(REQUEST) Put every line of the items below into a Markdown table with two columns, Row and Line. Number the rows in order and leave out any blank lines.
——————————
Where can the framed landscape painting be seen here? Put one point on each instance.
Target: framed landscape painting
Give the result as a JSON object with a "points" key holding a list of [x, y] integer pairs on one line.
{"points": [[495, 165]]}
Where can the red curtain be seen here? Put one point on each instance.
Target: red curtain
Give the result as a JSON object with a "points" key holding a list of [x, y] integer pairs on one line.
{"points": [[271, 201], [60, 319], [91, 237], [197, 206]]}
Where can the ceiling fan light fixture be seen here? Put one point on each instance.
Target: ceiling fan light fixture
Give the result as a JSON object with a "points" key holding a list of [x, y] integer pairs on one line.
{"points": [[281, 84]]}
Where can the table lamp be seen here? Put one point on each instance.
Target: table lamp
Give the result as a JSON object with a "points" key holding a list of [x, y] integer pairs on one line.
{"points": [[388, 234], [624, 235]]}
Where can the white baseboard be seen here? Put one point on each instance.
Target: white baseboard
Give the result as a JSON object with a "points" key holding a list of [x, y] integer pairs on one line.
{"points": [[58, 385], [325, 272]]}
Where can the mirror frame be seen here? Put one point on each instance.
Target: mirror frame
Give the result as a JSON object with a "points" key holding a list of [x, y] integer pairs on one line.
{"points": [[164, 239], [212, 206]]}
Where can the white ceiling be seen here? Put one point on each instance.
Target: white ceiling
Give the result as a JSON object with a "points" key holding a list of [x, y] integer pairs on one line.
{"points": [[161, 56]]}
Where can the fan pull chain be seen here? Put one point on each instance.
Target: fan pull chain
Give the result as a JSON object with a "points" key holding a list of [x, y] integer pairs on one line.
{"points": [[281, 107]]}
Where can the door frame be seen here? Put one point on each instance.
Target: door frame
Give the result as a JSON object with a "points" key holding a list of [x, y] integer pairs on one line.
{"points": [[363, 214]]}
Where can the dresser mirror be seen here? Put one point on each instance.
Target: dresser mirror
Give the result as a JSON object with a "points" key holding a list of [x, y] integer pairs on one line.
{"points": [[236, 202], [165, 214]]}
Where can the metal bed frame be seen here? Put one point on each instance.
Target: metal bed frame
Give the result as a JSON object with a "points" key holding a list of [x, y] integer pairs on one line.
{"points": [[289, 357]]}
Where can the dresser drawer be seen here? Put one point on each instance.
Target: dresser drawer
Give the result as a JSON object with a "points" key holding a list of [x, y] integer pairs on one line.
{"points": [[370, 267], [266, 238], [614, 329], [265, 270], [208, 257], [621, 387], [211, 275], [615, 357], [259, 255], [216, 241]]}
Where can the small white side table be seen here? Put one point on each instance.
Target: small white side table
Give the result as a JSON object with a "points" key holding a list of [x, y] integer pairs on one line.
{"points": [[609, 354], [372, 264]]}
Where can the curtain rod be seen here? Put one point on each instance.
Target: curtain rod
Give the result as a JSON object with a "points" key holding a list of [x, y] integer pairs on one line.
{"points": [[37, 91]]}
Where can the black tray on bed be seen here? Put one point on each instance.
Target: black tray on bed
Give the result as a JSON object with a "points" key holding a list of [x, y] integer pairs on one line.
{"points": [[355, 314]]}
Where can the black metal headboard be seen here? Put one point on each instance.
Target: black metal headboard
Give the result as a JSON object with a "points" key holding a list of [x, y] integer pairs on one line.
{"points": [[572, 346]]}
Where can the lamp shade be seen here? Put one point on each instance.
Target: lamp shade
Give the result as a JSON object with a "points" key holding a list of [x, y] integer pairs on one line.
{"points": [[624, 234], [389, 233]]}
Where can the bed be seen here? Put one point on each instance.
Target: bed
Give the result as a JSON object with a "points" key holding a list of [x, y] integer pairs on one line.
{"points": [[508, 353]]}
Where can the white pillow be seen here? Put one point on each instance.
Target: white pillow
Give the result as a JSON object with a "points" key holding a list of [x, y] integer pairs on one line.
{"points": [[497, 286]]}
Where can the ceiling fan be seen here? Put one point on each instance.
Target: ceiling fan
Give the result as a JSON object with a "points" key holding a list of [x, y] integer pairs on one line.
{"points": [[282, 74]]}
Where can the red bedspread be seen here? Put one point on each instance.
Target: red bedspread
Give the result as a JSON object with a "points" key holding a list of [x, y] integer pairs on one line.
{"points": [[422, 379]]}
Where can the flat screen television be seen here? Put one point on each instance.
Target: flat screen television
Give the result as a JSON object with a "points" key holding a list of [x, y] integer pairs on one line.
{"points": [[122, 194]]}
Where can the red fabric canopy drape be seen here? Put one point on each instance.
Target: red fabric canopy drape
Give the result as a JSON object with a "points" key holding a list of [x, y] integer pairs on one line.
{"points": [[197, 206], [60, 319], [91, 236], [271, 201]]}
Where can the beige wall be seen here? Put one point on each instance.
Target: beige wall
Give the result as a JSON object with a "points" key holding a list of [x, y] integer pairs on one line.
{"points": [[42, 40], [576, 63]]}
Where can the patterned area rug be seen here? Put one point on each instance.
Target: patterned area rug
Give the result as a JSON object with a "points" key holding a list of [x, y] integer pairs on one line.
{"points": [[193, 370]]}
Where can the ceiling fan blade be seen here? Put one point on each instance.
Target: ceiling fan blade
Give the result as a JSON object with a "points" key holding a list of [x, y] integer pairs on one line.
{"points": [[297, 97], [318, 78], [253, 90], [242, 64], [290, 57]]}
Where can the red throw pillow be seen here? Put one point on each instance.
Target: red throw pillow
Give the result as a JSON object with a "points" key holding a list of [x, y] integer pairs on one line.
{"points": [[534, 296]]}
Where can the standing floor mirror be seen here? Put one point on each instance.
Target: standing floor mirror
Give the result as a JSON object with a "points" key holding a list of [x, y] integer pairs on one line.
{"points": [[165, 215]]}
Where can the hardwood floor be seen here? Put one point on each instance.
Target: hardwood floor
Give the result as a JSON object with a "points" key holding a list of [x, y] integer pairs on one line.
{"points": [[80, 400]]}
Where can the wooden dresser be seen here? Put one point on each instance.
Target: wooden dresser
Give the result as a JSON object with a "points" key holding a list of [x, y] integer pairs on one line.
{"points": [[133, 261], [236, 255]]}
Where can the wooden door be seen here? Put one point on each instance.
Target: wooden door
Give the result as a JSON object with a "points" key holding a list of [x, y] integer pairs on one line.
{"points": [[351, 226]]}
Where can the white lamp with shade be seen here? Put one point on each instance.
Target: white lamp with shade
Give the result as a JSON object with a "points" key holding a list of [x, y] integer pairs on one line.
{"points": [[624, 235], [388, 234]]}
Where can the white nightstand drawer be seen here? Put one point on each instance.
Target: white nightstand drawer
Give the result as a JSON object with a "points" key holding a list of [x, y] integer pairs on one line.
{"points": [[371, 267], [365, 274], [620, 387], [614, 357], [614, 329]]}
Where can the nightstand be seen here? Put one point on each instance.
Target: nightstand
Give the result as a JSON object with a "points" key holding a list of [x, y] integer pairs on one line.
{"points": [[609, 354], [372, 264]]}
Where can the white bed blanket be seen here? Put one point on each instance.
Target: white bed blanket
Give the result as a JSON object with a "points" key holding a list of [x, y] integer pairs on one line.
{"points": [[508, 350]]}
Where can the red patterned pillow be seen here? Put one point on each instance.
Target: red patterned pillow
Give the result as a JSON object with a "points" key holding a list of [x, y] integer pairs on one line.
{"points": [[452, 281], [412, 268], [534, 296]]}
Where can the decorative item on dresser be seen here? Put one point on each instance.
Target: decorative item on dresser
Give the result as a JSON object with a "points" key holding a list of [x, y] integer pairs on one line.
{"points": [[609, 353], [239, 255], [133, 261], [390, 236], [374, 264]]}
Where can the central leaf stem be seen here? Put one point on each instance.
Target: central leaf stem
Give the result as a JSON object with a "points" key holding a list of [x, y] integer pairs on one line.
——————————
(TASK ANSWER)
| Row | Line |
|---|---|
| 1 | Where can the framed landscape painting be seen here? Put one point on each instance. |
| 2 | Target: framed landscape painting |
| 3 | Give the result as a JSON object with a "points" key holding a list of [x, y] integer pairs on one line. |
| 4 | {"points": [[495, 165]]} |
| 5 | Where can the red curtain be seen here? Put one point on each instance. |
| 6 | Target: red curtain |
| 7 | Give the result as a JSON object with a "points" key holding a list of [x, y] integer pairs on one line. |
| 8 | {"points": [[271, 201], [60, 319], [91, 237], [197, 206]]} |
| 9 | Where can the ceiling fan light fixture be seen here? Put one point on each instance. |
| 10 | Target: ceiling fan light fixture |
| 11 | Give the result as a JSON object with a "points" key holding a list of [x, y] integer pairs on one line. |
| 12 | {"points": [[281, 84]]} |
| 13 | Where can the table lamp be seen here? Put one point on each instance. |
| 14 | Target: table lamp |
| 15 | Give the result as a JSON object with a "points" key holding a list of [x, y] integer pairs on one line. |
| 16 | {"points": [[388, 234], [624, 235]]} |
| 17 | Where can the white baseboard be seen here? Put one point on each instance. |
| 18 | Target: white baseboard |
| 19 | Give the result as a JSON object with a "points" key holding a list of [x, y] integer pairs on one line. |
| 20 | {"points": [[58, 385], [325, 272]]} |
| 21 | Where can the mirror frame be seen here? Put one point on each instance. |
| 22 | Target: mirror frame |
| 23 | Give the result as a JSON object with a "points" key holding a list of [x, y] integer pairs on one line. |
| 24 | {"points": [[164, 239], [212, 206]]} |
| 25 | Where can the white ceiling be seen here? Put one point on each instance. |
| 26 | Target: white ceiling |
| 27 | Give the result as a JSON object with a "points" key holding a list of [x, y] integer pairs on one line. |
| 28 | {"points": [[161, 56]]} |
| 29 | Where can the fan pull chain be seen here? Put one point on each instance. |
| 30 | Target: fan pull chain |
| 31 | Give the result as a JSON object with a "points" key holding a list of [x, y] integer pairs on one line. |
| 32 | {"points": [[281, 107]]} |
| 33 | Where can the door frame be seen here? Put one point on each instance. |
| 34 | Target: door frame |
| 35 | Give the result as a JSON object with a "points" key holding a list of [x, y] integer pairs on one line. |
| 36 | {"points": [[363, 214]]} |
| 37 | Where can the dresser mirror be seen here? Put one point on each instance. |
| 38 | Target: dresser mirror |
| 39 | Give the result as a JSON object with a "points" key holding a list of [x, y] integer pairs on one line. |
| 40 | {"points": [[236, 202], [165, 214]]} |
| 41 | Where can the metal bed frame be seen here? Put one point on each instance. |
| 42 | Target: metal bed frame |
| 43 | Give the result as a JSON object with a "points" key holding a list of [x, y] integer pairs on one line. |
| 44 | {"points": [[289, 357]]} |
| 45 | Where can the dresser drawer be seen here? Put one point on each instance. |
| 46 | Target: dresser drawer |
| 47 | Give the result as a JSON object with a "points" key holding a list of [x, y] integer pairs on one line. |
| 48 | {"points": [[370, 267], [266, 238], [614, 329], [265, 270], [208, 257], [621, 387], [211, 275], [615, 357], [259, 255], [216, 241]]} |
| 49 | Where can the small white side table be seen here? Put one point on each instance. |
| 50 | Target: small white side table |
| 51 | Give the result as a JSON object with a "points" key holding a list of [x, y] integer pairs on one line. |
| 52 | {"points": [[609, 354], [372, 264]]} |
| 53 | Where can the curtain rod be seen here? Put one point on each instance. |
| 54 | Target: curtain rod |
| 55 | Give the result as a JSON object with a "points" key holding a list of [x, y] integer pairs on one line. |
| 56 | {"points": [[37, 91]]} |
| 57 | Where can the black tray on bed be seen here? Put one point on each instance. |
| 58 | Target: black tray on bed |
| 59 | Give the result as a JSON object with a "points" key holding a list of [x, y] integer pairs on one line. |
| 60 | {"points": [[355, 314]]} |
| 61 | Where can the black metal headboard be seen here? Put one point on each instance. |
| 62 | Target: black metal headboard |
| 63 | Give the result as a JSON object with a "points" key holding a list of [x, y] integer pairs on one line. |
| 64 | {"points": [[572, 346]]} |
| 65 | Where can the lamp shade be seen here? Put one point on each instance. |
| 66 | Target: lamp shade |
| 67 | Give the result as a JSON object with a "points" key holding a list of [x, y] integer pairs on one line. |
| 68 | {"points": [[624, 234], [389, 233]]} |
| 69 | Where can the bed be seen here? Put one point on each instance. |
| 70 | Target: bed |
| 71 | Give the result as a JSON object with a "points" key holding a list of [x, y] integer pairs on one line. |
| 72 | {"points": [[508, 353]]} |
| 73 | Where can the white pillow be seen here? Put one point on each instance. |
| 74 | Target: white pillow |
| 75 | Give the result as a JSON object with a "points" key holding a list of [x, y] integer pairs on one line. |
| 76 | {"points": [[497, 286]]} |
| 77 | Where can the ceiling fan be seen here? Put one point on each instance. |
| 78 | Target: ceiling fan |
| 79 | Give the result as a JSON object with a "points" key holding a list of [x, y] integer pairs on one line. |
| 80 | {"points": [[282, 74]]} |
| 81 | Where can the red bedspread be seen here? Put one point on each instance. |
| 82 | Target: red bedspread |
| 83 | Give the result as a JSON object with a "points" key holding a list of [x, y] integer pairs on one line. |
| 84 | {"points": [[422, 379]]} |
| 85 | Where can the flat screen television be seen here? Put one point on each instance. |
| 86 | Target: flat screen television |
| 87 | Give the result as a JSON object with a "points" key holding a list of [x, y] integer pairs on one line. |
| 88 | {"points": [[122, 194]]} |
| 89 | Where can the red fabric canopy drape be seen here? Put one point on each instance. |
| 90 | Target: red fabric canopy drape |
| 91 | Give the result as a JSON object with a "points" key holding a list of [x, y] integer pairs on one line. |
| 92 | {"points": [[197, 206], [60, 319], [91, 236], [271, 201]]} |
| 93 | Where can the beige wall be seen here? Put one point on each instance. |
| 94 | Target: beige wall |
| 95 | Give the result as a JSON object with a "points" key holding a list of [x, y] integer pairs on one line. |
| 96 | {"points": [[42, 40], [576, 63]]} |
| 97 | Where can the patterned area rug be seen here? Put one point on each instance. |
| 98 | Target: patterned area rug |
| 99 | Give the result as a JSON object with a "points" key holding a list of [x, y] integer pairs on one line. |
| 100 | {"points": [[193, 370]]} |
| 101 | Where can the ceiling fan blade be seen here? Put one point on each instance. |
| 102 | Target: ceiling fan blade |
| 103 | Give the result as a JSON object with a "points" key holding a list of [x, y] integer pairs on one line. |
| 104 | {"points": [[297, 97], [318, 78], [253, 90], [242, 64], [290, 57]]} |
| 105 | Where can the red throw pillow be seen here? Put one point on each instance. |
| 106 | Target: red throw pillow |
| 107 | Give the result as a JSON object with a "points" key holding a list of [x, y] integer pairs on one line. |
| 108 | {"points": [[534, 296]]} |
| 109 | Where can the standing floor mirror be seen here? Put one point on each instance. |
| 110 | Target: standing floor mirror |
| 111 | Give the result as a JSON object with a "points" key holding a list of [x, y] integer pairs on one line. |
| 112 | {"points": [[165, 215]]} |
| 113 | Where can the hardwood floor be seen here? Put one point on each instance. |
| 114 | Target: hardwood floor |
| 115 | Give the result as a JSON object with a "points" key holding a list of [x, y] integer pairs on one line. |
| 116 | {"points": [[80, 400]]} |
| 117 | Where can the wooden dresser be seen here? Put one point on each instance. |
| 118 | Target: wooden dresser |
| 119 | Give the result as a JSON object with a "points" key holding a list of [x, y] integer pairs on one line. |
| 120 | {"points": [[133, 261], [236, 255]]} |
| 121 | Where can the wooden door be seen here? Put one point on each instance. |
| 122 | Target: wooden door |
| 123 | Give the result as a JSON object with a "points" key holding a list of [x, y] integer pairs on one line. |
| 124 | {"points": [[351, 226]]} |
| 125 | Where can the white lamp with shade be seen here? Put one point on each instance. |
| 126 | Target: white lamp with shade |
| 127 | Give the result as a JSON object with a "points" key holding a list of [x, y] integer pairs on one line. |
| 128 | {"points": [[624, 235], [388, 234]]} |
| 129 | Where can the white nightstand drawer be seen here? Put one point on each instance. |
| 130 | Target: white nightstand drawer |
| 131 | Give the result as a JSON object with a "points" key holding a list of [x, y] integer pairs on one line. |
| 132 | {"points": [[371, 267], [365, 274], [620, 387], [614, 357], [614, 329]]} |
| 133 | Where can the nightstand be seen here? Put one point on each instance. |
| 134 | Target: nightstand |
| 135 | Give the result as a JSON object with a "points" key holding a list of [x, y] integer pairs on one line. |
| 136 | {"points": [[609, 354], [372, 264]]} |
| 137 | Where can the white bed blanket be seen here? Put one point on each instance. |
| 138 | Target: white bed blanket |
| 139 | Give the result as a JSON object with a "points" key holding a list of [x, y] integer pairs on one line. |
| 140 | {"points": [[508, 350]]} |
| 141 | Where can the red patterned pillow be seen here? Put one point on each instance. |
| 142 | Target: red patterned pillow |
| 143 | Give the result as a JSON object with a "points" key holding a list of [x, y] integer pairs on one line. |
| 144 | {"points": [[452, 281], [412, 268], [534, 296]]} |
| 145 | Where can the decorative item on dresser be seen here? Put one point on each instance. |
| 146 | Target: decorative item on dresser |
| 147 | Give the result as a JSON object with a "points" key holding a list of [x, y] integer pairs on one line. |
| 148 | {"points": [[609, 353], [239, 255], [133, 261], [390, 236], [374, 264]]} |
| 149 | Where can the central leaf stem be seen here? Put one point on each instance. |
| 150 | Target: central leaf stem |
| 151 | Give the result as a JSON object with a "points" key holding a list of [x, y] integer pairs on one line. |